TASKS:
A - Please summarize the text on disability services in two sentences.
B - List every type of disability or condition that the disability services text names as being served.

A wide range of disability services are provided to those with physical, sensory, intellectual disability and autism. Disability services focus on supporting and enabling people with disabilities to maximise their full potential, living ordinary lives in ordinary places, as independently as possible. Disability services strive to ensure the voices of service users and their families are heard, and are fully involved in planning and improving services to meet their needs 

Under the Health Act of 1970 (as amended) the “eligibility framework” places an obligation on the HSE to make a range of services available to people, rather than conferring on them an ‘absolute entitlement’ to access such services.  

Section 7 of the Health Act of 2004 specifies that

“The object of the Executive is to use the resources available to it in the most beneficial, effective and efficient manner to improve, promote and protect the health and welfare of the public” 

In short, at the moment our legislation does not confer a right to particular services, instead persons have eligibility to access services while there is a finite budget of money which the HSE allocates to best fit the needs of the population as a whole. 

The overarching principle governing the planning and delivery of health services and supports for adults and children with disabilities is that they should be integrated, as much as possible, with services and supports for the rest of the population. The Government’s agenda in this regard is clearly set out in the current National Disability Inclusion Strategy (NDIS) which is based on a non-condition specific approach to the delivery of public services and the mainstreaming agenda.

SUPPLIED MATERIAL:
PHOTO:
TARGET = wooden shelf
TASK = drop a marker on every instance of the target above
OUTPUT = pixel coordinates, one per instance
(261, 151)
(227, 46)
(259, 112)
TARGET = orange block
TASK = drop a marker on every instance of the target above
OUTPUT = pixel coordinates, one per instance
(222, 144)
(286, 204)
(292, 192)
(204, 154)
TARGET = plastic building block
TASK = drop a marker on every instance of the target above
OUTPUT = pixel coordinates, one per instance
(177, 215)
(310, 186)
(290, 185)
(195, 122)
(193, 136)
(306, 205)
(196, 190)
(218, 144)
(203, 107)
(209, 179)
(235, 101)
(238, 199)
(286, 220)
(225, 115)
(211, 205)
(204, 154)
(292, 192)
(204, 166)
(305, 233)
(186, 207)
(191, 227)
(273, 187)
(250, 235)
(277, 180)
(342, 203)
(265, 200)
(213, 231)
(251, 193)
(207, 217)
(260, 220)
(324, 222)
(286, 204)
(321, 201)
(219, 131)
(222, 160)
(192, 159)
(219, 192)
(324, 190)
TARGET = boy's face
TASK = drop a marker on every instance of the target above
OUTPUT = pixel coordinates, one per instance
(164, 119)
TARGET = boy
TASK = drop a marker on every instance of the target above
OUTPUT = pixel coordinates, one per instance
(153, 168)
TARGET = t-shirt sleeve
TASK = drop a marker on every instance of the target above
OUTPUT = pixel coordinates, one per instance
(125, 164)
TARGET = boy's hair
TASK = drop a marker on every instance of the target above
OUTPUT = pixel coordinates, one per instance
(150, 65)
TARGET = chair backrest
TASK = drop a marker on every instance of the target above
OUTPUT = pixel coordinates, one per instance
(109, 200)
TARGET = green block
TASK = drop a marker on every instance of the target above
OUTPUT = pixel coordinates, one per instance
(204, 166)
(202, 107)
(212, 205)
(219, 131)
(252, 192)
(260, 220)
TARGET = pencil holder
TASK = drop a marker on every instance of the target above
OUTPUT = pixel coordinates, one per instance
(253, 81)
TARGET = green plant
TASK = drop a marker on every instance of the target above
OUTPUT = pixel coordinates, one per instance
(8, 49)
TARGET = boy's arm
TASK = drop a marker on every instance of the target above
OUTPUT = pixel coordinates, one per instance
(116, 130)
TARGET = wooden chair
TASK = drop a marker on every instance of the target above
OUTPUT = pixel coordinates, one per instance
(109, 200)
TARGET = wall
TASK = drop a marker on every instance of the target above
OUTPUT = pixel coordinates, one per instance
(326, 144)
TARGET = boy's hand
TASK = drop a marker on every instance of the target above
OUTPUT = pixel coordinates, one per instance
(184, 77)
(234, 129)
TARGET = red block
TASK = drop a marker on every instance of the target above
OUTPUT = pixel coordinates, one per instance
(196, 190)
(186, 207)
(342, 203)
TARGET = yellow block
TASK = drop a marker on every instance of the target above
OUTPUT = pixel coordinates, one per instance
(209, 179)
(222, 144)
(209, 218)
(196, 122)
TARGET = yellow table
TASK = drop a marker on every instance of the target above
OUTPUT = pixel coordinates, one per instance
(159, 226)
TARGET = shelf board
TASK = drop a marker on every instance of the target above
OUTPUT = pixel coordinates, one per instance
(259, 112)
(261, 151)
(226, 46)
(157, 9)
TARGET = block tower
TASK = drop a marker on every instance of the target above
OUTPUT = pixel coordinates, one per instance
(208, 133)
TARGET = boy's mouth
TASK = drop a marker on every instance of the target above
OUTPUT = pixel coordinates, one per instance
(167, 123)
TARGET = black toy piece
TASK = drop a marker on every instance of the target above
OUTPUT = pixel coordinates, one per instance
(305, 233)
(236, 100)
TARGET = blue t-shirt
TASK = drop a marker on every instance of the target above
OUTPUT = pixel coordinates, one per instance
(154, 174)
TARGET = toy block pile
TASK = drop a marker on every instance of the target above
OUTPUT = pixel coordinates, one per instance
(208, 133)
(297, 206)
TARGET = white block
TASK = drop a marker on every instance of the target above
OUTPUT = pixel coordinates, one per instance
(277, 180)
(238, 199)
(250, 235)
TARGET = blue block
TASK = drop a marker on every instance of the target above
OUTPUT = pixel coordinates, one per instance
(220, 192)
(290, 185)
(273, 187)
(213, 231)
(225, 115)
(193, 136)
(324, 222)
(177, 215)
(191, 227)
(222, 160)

TASK-BY-TASK OUTPUTS:
A - Disability services support people with physical, sensory, intellectual disability and autism to reach their full potential and live as independently as possible, and they aim to involve service users and their families in planning and improving services. Under the Health Act of 1970, the HSE is obliged to make services available rather than granting an absolute entitlement to them, and it allocates a finite budget to best fit the needs of the whole population, while the overarching principle, set out in the Government's National Disability Inclusion Strategy, is that disability services should be integrated as much as possible with services for everyone else.

B -
- Physical disability
- Sensory disability
- Intellectual disability
- Autism